INSTRUCTIONS FOR THE TASK: Please present all of the items below as a numbered list, skipping any blank lines, and leave the pictures out of your answer.

DATA PROVIDED:
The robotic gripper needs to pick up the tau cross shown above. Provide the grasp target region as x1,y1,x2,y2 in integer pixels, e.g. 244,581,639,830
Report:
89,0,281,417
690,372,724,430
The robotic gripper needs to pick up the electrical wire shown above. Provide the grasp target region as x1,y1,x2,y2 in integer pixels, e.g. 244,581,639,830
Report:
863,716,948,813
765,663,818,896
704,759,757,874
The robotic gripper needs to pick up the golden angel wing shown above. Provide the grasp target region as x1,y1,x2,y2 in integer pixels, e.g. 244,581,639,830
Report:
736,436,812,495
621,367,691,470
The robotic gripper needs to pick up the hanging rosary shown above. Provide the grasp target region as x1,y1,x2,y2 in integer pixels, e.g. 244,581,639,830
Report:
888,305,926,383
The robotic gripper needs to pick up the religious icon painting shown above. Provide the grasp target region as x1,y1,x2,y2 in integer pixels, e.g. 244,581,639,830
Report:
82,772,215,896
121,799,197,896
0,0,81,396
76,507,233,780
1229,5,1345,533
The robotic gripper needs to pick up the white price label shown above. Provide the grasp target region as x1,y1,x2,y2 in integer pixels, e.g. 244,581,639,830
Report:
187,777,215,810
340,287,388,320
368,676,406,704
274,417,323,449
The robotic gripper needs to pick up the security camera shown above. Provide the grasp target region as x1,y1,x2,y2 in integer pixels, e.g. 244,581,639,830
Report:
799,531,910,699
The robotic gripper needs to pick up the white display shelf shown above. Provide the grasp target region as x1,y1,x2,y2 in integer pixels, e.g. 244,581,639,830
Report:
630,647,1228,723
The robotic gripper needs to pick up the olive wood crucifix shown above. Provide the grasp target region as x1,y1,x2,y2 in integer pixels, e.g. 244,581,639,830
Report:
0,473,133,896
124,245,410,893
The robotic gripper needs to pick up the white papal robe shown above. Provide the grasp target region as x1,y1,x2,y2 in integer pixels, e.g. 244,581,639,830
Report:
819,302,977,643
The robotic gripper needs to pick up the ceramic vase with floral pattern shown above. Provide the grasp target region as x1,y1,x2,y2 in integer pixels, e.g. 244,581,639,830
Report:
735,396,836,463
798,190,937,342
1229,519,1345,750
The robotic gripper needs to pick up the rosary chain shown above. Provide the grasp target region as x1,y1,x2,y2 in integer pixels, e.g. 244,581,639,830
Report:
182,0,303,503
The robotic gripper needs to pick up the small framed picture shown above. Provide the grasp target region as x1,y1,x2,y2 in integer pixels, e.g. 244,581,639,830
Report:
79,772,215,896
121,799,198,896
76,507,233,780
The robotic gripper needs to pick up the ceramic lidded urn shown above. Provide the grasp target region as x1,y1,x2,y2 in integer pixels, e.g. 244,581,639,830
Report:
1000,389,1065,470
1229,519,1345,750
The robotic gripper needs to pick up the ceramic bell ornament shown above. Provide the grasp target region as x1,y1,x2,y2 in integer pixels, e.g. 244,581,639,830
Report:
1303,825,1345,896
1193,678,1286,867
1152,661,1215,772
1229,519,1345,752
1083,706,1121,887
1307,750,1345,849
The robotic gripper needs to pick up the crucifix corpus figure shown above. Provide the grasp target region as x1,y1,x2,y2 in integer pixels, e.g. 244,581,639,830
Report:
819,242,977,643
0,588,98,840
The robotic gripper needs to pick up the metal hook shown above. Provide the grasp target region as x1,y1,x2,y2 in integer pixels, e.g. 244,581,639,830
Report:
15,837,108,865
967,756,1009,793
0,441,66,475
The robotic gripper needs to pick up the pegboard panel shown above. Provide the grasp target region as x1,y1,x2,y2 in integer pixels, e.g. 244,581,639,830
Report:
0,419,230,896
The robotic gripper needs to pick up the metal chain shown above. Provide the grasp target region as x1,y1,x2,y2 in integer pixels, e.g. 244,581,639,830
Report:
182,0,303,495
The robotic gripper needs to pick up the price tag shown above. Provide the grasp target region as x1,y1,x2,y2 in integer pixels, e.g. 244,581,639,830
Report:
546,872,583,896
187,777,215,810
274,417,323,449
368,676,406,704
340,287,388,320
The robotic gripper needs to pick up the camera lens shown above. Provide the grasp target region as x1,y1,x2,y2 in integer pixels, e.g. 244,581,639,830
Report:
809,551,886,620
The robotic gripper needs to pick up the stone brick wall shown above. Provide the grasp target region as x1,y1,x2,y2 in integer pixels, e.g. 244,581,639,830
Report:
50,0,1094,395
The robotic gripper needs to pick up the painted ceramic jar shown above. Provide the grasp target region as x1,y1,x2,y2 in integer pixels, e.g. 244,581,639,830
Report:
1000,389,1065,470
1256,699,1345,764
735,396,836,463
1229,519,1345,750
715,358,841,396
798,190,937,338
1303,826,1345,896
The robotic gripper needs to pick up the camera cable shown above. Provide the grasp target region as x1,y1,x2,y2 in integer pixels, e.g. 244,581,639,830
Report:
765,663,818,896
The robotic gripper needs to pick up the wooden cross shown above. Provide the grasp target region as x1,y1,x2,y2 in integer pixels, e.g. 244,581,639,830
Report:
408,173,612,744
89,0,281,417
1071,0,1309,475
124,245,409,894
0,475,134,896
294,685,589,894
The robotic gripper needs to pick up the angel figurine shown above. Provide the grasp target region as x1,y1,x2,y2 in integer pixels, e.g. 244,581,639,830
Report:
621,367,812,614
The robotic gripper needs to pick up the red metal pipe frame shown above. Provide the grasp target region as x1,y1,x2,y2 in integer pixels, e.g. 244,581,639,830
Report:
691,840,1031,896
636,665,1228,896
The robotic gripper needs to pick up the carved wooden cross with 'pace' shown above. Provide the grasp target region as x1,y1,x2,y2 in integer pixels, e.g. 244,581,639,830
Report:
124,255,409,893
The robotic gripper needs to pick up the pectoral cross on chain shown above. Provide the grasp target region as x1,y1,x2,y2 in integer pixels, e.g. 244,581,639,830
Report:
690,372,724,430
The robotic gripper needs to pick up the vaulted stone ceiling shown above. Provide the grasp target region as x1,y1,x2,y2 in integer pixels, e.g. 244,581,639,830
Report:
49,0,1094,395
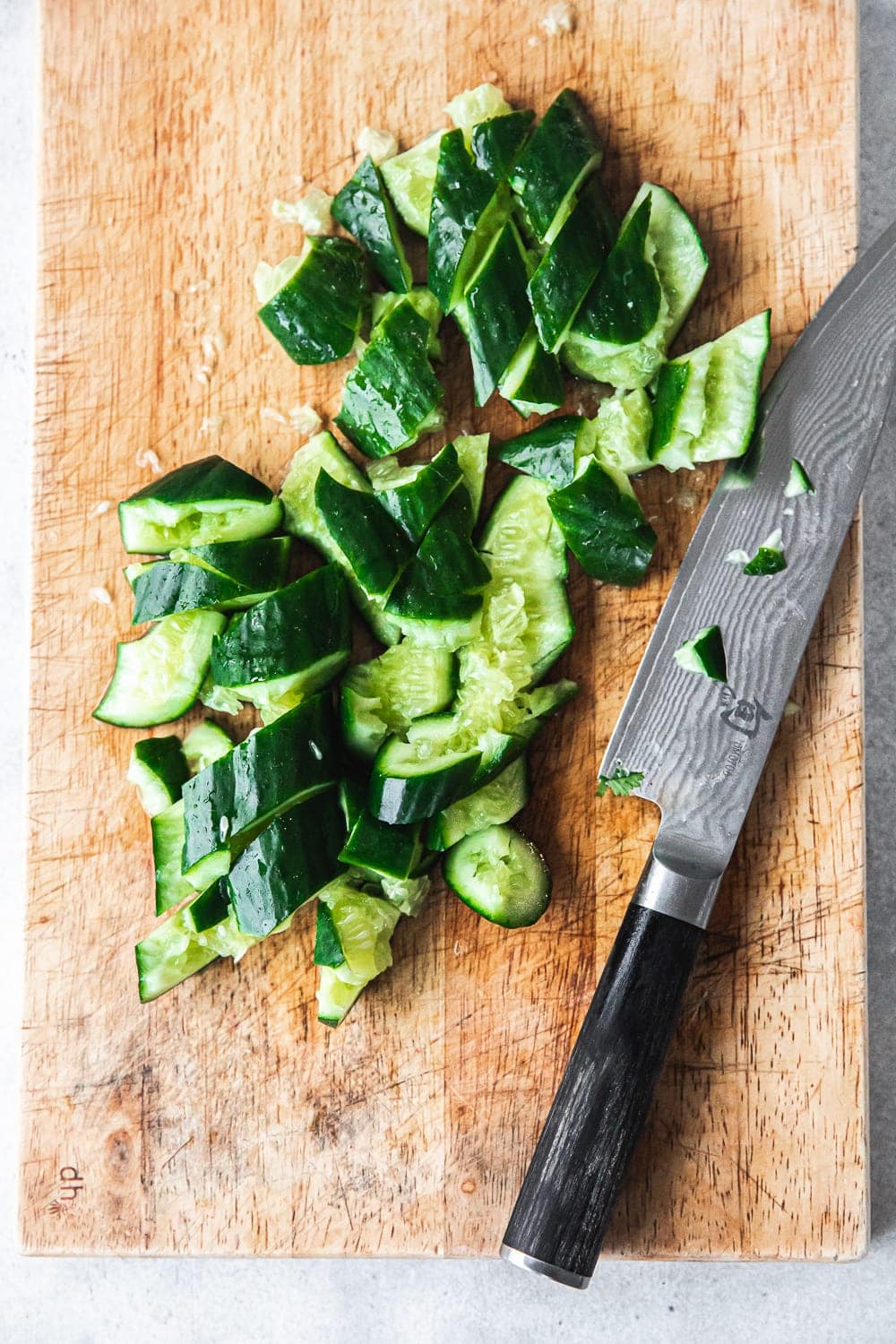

RESULT OF THIS TASK:
1. The robotic gripper needs to pick up the tau cross shown above. Provide the grasp target region as x1,y1,x2,y2 in integer pixels, e.g. 244,581,639,830
2. Report:
3. 89,0,281,417
4. 690,372,724,430
5. The robotic gripper needs to pick up the electrical wire shown above. Provide the grasp target region as x1,y1,x2,y2 in integer pixels, e.g. 244,581,639,830
6. Report:
7. 863,716,948,813
8. 765,663,818,896
9. 704,759,757,874
10. The robotic gripper needs to pick up the golden angel wing shown above. Provide the grasp target region as x1,y1,x2,y2 in integer pixels, e.g. 244,581,639,830
11. Report:
12. 736,436,812,495
13. 621,367,691,470
14. The robotic gripper needs to pick up the hanging rosary shown above. Provide the grasp target region as x1,y1,x2,y2 in integer pixels, e.g. 244,581,639,830
15. Report:
16. 888,305,926,383
17. The robotic gripper needs to pick up the religious icon painting shown above. Provide the grasp target region as x1,y1,x2,y2 in integer pixels, e.g. 244,581,639,830
18. Report:
19. 82,772,215,896
20. 121,799,197,896
21. 0,0,81,396
22. 76,507,233,780
23. 1229,5,1345,533
24. The robotic gripper needs to pick up the white price label shown above. Provide the grasp target region as x1,y1,x2,y2 in integer pixels, e.g. 244,581,639,830
25. Report:
26. 187,777,215,810
27. 340,287,388,320
28. 368,676,406,704
29. 274,417,323,449
30. The robotic gripper needs to pick up the security camera shown above. Provide the grasp target region as x1,y1,x2,y2 in integer pixels, e.g. 244,581,639,830
31. Report:
32. 799,531,910,699
33. The robotic gripper needs to pick up the white display shelf shown above. Provide the grasp target region as x1,y1,x2,y2 in integer pixels, e.g. 244,581,639,830
34. Report:
35. 630,647,1228,723
36. The robotic gripper needs to pick up the olive wood crucifix shown above. Provide the grasp target region as x1,y1,x2,y2 in integer pixels, e.g. 244,581,639,830
37. Report:
38. 0,473,133,896
39. 124,245,410,893
40. The robotic gripper needs to pick up the white papal robe shown above. Provide the grasp target region as x1,y1,x2,y2 in integer pixels, e.g. 244,581,639,830
41. Report:
42. 819,302,977,643
43. The robotic gripper needs to pick up the ceramic vase with floral pattern shown above. Provide the grasp target region as x1,y1,x2,y2 in integer pixels, e.g. 244,581,639,830
44. Report:
45. 735,396,836,463
46. 798,190,937,342
47. 1229,519,1345,750
48. The robotic gripper needs to pick up the rosary chain shown above. Provide the grasp target region as x1,y1,x2,y2 in integer pixels, e.g. 244,581,639,830
49. Report:
50. 182,0,303,503
51. The robotic gripper needs to pick up the small framed picture shown above. Provide the grasp target region as x1,y1,x2,y2 in integer pixels, e.g. 244,581,639,830
52. Report:
53. 79,772,215,896
54. 121,799,198,896
55. 76,507,233,780
56. The robotic gripper needs to pick up the ceramic lidded urn shown above. Provide the grasp target region as x1,y1,x2,y2 in integer pixels, e.g. 244,581,639,830
57. Report:
58. 1000,389,1065,470
59. 1229,519,1345,750
60. The robotic gripper needs to pick up the ceramic bell ornament shown above. Provide the grasp target region as x1,y1,x2,y2 in integer pixels, e.g. 244,581,639,830
61. Report:
62. 1303,825,1345,896
63. 1193,678,1286,867
64. 1152,661,1215,772
65. 1229,519,1345,752
66. 1083,706,1121,887
67. 1307,750,1345,849
68. The robotic gripper needs to pick up the crucifix corpus figure shown above. Provide the grasp target region as x1,y1,x2,y2 in integer pixels, e.g. 244,581,639,830
69. Report:
70. 819,242,977,643
71. 0,588,98,840
72. The robotic gripper needs to pick up the metal hook shown above. Provide the grasp target region as x1,y1,x2,y2 in integer pixels, e.g. 244,581,639,830
73. Report:
74. 15,837,108,865
75. 967,756,1009,793
76. 0,441,66,475
77. The robotic gripper needs to pick up the pegboard panel shown above. Provide the grasp target region as x1,y1,x2,y2 in integer pixels, e.g. 244,581,639,830
78. Report:
79. 0,419,230,896
80. The robotic gripper needs to pick up the metal chain shown above. Provide the grasp target region as x1,y1,x2,y2 in integer pixels, e.g. 244,581,639,830
81. Report:
82. 182,0,303,495
83. The robotic gripper needs to pick up the price tag shown above. Provide the grasp target region as x1,y1,x2,y2 in integer pixels, e.g. 244,581,639,830
84. Report:
85. 546,872,583,896
86. 187,777,215,810
87. 274,417,323,449
88. 368,676,406,704
89. 340,287,388,320
90. The robotic gripper needs to pick up the camera lens shown above. Provide the grasp target region as x1,y1,x2,y2 in integer pixels, e.g. 244,581,639,830
91. Report:
92. 809,551,886,620
93. The robotic gripper needs to pick up the stone brick wall shown above. Provide the grasp target region as x1,y1,x2,y2 in integer pixels, e.g. 244,581,639,830
94. Report:
95. 50,0,1094,395
96. The robotic gripper needs to pick up the painted ceramic jar shown above. Provide the grasp target region as x1,y1,x2,y2 in integer pixels, e.g. 244,581,639,830
97. Report:
98. 1000,389,1065,470
99. 1256,699,1345,764
100. 735,396,836,463
101. 1229,519,1345,750
102. 715,358,841,396
103. 798,190,937,338
104. 1303,826,1345,896
105. The robotic gripper needs to pick up the camera cable shown above. Provide the grasp target region as x1,y1,x2,y2 in integer pixels, e.g. 244,581,639,830
106. Report:
107. 765,663,818,896
108. The robotic gripper needs to pick up the wooden cross shown above. Provide the grasp target region as x1,y1,x2,y2 in integer pixels, e.g. 244,581,639,830
109. Report:
110. 408,173,612,744
111. 89,0,281,417
112. 1071,0,1309,475
113. 124,245,409,894
114. 0,475,134,896
115. 294,685,589,894
116. The robotic gripper needs to pick up the angel figurine shown above. Provide the grasp target region as x1,y1,x2,y2 in integer pixels, e.g. 244,581,639,830
117. Report:
118. 621,367,812,614
119. The robotic gripper needs to pick up the red metal pipe frame shown above. Provide the grasp target region as x1,y1,x2,y2 in integer pixels, e.g. 244,581,639,830
120. Report:
121. 691,840,1031,896
122. 636,665,1228,896
123. The robotic gripper needs to pick up the carved wooden cross with 'pace' shown above. Provide the grasp target region as x1,y1,x2,y2 in integer pixels, e.g. 244,581,639,830
124. Report:
125. 124,255,409,893
126. The robotic gripper needs to pick up the pectoral cross on chain shown above. Provide the grasp target region as x1,y1,x2,y2 in integer pixels, e.g. 244,581,639,830
127. Report:
128. 690,372,724,430
129. The robotic gripper needs to pick up the vaulted stone ceiling shown above. Provide the grasp target region as x1,y1,x2,y2 in integer pixels, e.g. 244,581,639,830
130. Report:
131. 49,0,1094,395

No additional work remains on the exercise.